== PAGE EXCERPT ==

To begin we’ll need some example items, lets just use ‘milk’, ‘eggs’ and ‘bacon’, each set either to true if you have the object, or false if you do not. Then what we need is one variable that will actually become our list (we’ll use the generic ‘inventory’), and one that will properly put commas between things in our list (we’ll use ‘comma’ for that).

Now for our actual code: *set inventory "" *set comma false *if milk *set inventory &"Milk" *set comma true *if eggs *if comma *set inventory &", " *set inventory &"Eggs" *set comma true *if bacon *if comma *set inventory &", " *set inventory &"Bacon" *set comma true Inventory: ${inventory}.

If you want to display this in game, rather than just on the stats page, just put a “*label inventory” above the first line and “*return” after the last, copying it into each scenes you intend to use it, and just use “*gosub inventory” to display it. Additionally, if you want to just add something to the list, all you have to do is copy any of the already included ‘items’ and change the *if command to the new item’s variable, and change the word the variable adds to your inventory.

That is exactly what I do in my game, but bacon = spiked baseball bat.

Intriguing.

Bearing in mind my own relative noobness, am I correct in thinking that you’re missing an extra indent on the two *set inventory &", " lines, as I can’t see this working properly without that extra indent?

Or am I barking up the wrong tree and need to go read up some more?

For my latest game I have a large inventory. As such, I’m displaying the items in a grid with 3 items per row. To do this, each item is a separate variable set to true if you own it. If you don’t have the item, another variable of blank spaces fills that place. That’s literally a variable I created as " ". I made a few of these variables (as the items have a different number of letters) and now have a working, 18 item grid on my stats page and when coding I don’t need to worry about the order you get items or do anything extra. You get an item, it shows in the grid.

@Vendetta Hm… No you’re right. I know, however that the indents were there, as I literally copied the bit out of the CoV stats page and just changed a few words. No Indent One Space Indent Two Space Indent One Space Indent Two Space Indent
It seems to work fine. Maybe I just done goofed and deleted the spaces on accident when I checked what I was typing. It wouldn’t be the dumbest error of mine. (Although I seem to recall someone posting something and saying the same thing, that their two space indents were cut down to one space indents.)

===
== LISTED RECORDS ==

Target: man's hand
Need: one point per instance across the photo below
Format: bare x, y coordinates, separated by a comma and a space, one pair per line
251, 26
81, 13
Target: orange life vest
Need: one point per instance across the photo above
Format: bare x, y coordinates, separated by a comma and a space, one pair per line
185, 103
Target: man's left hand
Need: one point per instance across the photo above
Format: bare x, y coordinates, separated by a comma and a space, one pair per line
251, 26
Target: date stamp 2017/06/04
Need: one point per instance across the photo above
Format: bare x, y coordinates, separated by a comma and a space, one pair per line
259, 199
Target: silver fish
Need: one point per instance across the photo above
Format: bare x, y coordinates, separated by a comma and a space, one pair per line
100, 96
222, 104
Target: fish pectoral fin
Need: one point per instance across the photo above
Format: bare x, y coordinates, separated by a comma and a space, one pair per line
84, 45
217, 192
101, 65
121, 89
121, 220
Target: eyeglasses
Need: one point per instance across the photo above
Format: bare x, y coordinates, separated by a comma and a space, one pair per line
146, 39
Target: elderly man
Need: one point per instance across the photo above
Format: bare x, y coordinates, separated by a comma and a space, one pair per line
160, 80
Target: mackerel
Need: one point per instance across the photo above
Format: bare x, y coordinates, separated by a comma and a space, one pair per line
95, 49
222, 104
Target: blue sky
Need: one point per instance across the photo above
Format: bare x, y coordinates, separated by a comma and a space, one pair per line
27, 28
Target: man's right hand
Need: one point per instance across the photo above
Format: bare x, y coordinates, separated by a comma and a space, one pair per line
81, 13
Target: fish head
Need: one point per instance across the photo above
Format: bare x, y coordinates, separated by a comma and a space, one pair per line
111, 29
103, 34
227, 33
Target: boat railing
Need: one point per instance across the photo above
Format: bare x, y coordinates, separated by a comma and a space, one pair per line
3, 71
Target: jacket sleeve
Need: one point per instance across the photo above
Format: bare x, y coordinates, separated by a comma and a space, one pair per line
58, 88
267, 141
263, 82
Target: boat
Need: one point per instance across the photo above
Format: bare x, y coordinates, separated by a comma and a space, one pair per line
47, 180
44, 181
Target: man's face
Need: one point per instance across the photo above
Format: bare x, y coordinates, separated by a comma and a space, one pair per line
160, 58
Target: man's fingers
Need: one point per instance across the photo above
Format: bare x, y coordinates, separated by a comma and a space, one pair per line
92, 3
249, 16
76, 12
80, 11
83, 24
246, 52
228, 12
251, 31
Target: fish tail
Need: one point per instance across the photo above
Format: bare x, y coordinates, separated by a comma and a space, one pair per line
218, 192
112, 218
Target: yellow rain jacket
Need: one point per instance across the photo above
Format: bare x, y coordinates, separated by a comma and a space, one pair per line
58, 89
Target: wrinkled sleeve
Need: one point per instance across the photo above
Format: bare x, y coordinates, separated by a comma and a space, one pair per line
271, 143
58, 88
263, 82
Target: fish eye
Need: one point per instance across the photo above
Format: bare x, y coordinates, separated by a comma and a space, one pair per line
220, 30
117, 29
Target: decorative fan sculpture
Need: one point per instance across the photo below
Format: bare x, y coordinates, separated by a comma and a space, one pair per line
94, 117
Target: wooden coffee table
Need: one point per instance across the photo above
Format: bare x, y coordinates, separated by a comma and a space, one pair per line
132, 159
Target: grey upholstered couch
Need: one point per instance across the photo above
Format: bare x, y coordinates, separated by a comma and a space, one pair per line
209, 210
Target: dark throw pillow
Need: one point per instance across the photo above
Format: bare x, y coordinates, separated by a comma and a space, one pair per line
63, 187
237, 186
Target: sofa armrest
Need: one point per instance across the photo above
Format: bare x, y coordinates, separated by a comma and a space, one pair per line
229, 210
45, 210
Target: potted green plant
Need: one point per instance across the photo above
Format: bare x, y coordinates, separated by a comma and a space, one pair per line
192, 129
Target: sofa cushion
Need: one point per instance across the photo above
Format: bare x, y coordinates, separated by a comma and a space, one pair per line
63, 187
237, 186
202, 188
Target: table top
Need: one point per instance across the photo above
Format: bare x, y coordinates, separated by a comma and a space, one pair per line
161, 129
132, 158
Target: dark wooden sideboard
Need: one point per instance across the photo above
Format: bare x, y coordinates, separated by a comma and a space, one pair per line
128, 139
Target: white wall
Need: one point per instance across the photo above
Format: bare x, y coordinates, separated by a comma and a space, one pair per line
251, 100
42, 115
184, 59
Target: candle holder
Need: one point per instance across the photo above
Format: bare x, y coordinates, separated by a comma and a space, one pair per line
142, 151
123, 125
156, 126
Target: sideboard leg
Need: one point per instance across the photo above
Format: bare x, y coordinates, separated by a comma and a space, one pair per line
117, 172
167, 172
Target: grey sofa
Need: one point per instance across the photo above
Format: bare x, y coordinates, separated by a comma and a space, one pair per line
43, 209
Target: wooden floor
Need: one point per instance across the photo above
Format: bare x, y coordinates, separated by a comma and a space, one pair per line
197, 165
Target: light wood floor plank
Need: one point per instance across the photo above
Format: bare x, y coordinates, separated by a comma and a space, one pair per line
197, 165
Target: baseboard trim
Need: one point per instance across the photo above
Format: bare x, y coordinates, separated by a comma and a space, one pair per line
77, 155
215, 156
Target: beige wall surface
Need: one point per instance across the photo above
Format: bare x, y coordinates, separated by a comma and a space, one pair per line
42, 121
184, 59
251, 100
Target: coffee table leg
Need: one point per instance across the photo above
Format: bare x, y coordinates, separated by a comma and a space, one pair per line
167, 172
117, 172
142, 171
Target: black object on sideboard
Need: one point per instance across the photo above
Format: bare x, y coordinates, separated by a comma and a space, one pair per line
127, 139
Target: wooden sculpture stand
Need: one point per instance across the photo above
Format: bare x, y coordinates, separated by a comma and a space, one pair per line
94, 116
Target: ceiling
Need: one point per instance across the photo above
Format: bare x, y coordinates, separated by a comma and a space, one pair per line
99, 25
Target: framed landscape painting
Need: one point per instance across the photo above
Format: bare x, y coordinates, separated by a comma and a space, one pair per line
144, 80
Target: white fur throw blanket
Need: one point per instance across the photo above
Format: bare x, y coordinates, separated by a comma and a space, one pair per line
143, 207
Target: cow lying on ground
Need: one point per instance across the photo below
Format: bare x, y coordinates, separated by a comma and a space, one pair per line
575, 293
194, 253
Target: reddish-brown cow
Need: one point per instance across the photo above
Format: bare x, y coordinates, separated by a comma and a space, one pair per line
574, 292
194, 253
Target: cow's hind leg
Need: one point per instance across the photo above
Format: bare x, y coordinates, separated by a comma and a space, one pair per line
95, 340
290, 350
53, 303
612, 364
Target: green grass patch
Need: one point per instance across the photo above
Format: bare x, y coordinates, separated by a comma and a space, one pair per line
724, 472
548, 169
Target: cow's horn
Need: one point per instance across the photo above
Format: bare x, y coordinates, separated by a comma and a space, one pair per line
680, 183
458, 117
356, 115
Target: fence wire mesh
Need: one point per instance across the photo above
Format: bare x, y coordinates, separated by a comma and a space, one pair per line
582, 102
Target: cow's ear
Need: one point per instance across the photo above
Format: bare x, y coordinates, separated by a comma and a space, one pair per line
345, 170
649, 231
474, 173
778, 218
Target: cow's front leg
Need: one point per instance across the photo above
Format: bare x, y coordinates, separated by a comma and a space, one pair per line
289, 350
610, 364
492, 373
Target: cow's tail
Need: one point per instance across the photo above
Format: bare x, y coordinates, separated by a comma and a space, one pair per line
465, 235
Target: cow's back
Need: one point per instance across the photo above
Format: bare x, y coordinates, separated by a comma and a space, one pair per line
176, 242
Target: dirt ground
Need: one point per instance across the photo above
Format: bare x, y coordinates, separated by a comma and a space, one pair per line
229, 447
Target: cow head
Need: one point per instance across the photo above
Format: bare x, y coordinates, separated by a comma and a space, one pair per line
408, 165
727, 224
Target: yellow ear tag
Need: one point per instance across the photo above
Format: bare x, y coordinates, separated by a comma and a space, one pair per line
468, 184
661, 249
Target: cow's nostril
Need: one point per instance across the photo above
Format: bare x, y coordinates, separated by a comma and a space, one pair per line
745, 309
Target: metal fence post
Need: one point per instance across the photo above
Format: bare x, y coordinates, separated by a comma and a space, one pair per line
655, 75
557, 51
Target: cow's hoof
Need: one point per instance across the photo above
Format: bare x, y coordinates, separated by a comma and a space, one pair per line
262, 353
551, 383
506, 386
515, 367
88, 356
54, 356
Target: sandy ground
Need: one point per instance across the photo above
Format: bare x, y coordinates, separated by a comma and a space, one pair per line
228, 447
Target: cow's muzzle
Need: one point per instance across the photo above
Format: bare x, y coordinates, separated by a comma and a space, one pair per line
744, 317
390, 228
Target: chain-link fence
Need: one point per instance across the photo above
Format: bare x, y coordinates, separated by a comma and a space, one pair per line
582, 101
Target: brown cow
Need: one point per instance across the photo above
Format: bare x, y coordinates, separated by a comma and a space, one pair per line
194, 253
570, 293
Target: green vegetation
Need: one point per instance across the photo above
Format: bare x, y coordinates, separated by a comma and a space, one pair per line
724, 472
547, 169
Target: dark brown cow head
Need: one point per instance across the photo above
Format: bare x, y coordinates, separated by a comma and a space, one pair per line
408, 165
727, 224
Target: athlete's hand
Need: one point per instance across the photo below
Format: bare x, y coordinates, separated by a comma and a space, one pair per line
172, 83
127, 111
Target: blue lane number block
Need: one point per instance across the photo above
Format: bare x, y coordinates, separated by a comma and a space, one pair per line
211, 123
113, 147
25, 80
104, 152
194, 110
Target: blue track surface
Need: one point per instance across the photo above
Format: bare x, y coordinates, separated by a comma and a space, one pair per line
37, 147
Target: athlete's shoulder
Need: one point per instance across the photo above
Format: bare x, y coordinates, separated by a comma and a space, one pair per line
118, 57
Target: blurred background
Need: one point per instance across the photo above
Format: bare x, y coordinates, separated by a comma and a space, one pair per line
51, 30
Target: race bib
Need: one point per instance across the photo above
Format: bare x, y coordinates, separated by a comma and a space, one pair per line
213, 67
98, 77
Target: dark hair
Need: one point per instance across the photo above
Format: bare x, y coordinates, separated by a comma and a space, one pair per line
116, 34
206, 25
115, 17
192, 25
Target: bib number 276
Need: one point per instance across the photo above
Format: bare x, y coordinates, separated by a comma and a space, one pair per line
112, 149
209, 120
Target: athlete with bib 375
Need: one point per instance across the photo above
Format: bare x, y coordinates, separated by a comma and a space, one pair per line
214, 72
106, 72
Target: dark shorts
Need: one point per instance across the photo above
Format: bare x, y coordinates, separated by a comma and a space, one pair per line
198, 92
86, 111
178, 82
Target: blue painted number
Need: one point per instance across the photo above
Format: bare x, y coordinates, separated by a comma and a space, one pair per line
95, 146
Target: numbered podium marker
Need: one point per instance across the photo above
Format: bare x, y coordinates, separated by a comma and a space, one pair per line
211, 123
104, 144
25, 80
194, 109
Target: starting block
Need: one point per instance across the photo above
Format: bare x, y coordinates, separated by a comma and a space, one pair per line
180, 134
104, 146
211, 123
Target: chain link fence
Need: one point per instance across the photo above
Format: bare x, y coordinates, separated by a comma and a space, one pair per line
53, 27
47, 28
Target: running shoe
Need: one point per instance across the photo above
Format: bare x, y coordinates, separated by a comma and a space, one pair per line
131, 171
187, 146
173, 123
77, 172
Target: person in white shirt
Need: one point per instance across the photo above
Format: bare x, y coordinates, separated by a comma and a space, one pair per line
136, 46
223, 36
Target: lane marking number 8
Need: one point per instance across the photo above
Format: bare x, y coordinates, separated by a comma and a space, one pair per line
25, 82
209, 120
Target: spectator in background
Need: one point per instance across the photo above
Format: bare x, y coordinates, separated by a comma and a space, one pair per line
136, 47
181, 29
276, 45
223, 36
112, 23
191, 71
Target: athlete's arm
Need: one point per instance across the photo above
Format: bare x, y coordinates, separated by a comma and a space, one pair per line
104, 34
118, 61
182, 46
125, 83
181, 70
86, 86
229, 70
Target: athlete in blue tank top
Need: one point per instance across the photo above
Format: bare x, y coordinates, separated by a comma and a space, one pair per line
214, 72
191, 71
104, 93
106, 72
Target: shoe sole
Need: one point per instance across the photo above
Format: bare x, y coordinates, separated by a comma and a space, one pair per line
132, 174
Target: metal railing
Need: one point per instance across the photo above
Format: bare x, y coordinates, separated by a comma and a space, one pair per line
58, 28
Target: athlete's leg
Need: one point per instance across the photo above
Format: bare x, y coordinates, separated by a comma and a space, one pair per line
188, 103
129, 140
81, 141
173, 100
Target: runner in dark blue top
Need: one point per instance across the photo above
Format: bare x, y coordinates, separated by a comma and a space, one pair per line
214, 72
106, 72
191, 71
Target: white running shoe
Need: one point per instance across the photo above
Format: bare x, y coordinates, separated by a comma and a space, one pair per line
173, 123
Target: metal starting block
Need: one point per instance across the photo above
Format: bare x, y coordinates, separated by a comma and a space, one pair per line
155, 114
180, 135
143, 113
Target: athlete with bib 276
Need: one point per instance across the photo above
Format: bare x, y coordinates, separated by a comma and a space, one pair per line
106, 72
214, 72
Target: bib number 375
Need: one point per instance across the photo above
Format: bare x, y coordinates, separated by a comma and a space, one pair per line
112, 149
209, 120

===

**PROBLEMS AND TASKS**
(1) Could you write out the part of the inventory-code thread starting with "Or am I barking" and going on through "in the grid."?
(2) How would you render this sentence from the inventory-code thread in Spanish: "As such, I’m displaying the items in a grid with 3 items per row."

**CORRECT ANSWERS**
(1)
Or am I barking up the wrong tree and need to go read up some more?

For my latest game I have a large inventory. As such, I’m displaying the items in a grid with 3 items per row. To do this, each item is a separate variable set to true if you own it. If you don’t have the item, another variable of blank spaces fills that place. That’s literally a variable I created as " ". I made a few of these variables (as the items have a different number of letters) and now have a working, 18 item grid on my stats page and when coding I don’t need to worry about the order you get items or do anything extra. You get an item, it shows in the grid.

(2) Por eso, estoy mostrando los objetos en una cuadrícula con 3 objetos por fila.